Task directions:
Reproduce verbatim the final portion of the material below, from the line containing "I'm wondering where in this drawing the sailboat is." through its last line, and nothing else.

Exercise input:
§ §

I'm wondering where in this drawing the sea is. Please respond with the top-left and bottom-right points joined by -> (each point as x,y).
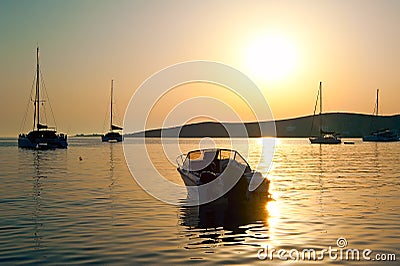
0,137 -> 398,265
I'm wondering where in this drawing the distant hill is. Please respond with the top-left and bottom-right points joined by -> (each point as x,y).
126,112 -> 400,138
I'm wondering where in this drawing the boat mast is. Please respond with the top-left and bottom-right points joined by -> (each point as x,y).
376,89 -> 379,116
110,79 -> 113,131
319,81 -> 322,133
33,46 -> 40,131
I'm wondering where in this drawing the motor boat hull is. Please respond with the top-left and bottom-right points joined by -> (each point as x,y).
178,169 -> 269,204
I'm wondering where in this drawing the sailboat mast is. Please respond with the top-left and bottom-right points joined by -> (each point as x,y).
319,81 -> 322,132
33,46 -> 40,130
376,89 -> 379,116
110,79 -> 113,131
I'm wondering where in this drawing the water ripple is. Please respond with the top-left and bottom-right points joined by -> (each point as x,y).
0,138 -> 399,264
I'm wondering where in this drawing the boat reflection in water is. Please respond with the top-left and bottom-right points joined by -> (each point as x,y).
32,151 -> 45,251
179,197 -> 271,249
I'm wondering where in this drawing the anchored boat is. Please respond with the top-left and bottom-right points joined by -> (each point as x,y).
101,80 -> 123,142
362,89 -> 399,142
309,82 -> 341,144
18,47 -> 67,149
177,148 -> 270,205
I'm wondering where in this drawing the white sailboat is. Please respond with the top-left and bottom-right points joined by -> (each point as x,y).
18,46 -> 68,149
309,82 -> 341,144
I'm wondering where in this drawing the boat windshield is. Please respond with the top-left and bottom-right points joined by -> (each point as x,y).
181,149 -> 251,174
181,149 -> 216,172
323,134 -> 336,139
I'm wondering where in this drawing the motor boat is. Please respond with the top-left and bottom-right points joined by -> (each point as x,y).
176,148 -> 270,205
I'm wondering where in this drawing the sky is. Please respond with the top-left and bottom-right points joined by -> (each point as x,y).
0,0 -> 399,136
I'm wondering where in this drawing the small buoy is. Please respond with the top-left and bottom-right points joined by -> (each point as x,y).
79,156 -> 83,161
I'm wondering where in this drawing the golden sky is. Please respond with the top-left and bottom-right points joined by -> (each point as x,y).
0,0 -> 399,136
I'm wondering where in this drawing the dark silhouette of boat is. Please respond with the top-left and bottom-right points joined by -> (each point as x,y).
363,89 -> 399,142
176,148 -> 270,205
309,82 -> 341,144
101,80 -> 123,142
18,47 -> 67,149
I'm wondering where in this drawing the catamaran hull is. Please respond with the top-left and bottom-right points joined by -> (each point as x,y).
101,132 -> 123,142
362,136 -> 399,142
18,136 -> 68,149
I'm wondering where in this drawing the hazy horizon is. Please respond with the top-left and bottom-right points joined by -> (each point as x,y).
1,0 -> 400,136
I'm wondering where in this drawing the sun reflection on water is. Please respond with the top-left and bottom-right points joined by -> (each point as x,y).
265,200 -> 281,246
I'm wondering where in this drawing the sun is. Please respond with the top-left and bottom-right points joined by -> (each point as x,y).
244,34 -> 298,82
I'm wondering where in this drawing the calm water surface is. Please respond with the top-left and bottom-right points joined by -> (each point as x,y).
0,137 -> 398,264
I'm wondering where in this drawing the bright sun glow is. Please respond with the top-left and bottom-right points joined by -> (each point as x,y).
245,34 -> 298,82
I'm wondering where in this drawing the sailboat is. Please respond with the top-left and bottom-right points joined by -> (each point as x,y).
309,82 -> 341,144
362,89 -> 399,142
101,80 -> 123,142
18,47 -> 68,149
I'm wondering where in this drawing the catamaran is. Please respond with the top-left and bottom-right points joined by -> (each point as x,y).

§ §

Answer to the exercise:
I'm wondering where in this drawing the sailboat is. Please respond with the top-left and bottom-right points joined by -> (each point as x,y).
309,82 -> 341,144
362,89 -> 399,142
101,80 -> 123,142
18,47 -> 68,149
I'm wondering where in this drawing the catamaran is. Please respond with the top-left and bottom-right points joined by -> (each point as x,y).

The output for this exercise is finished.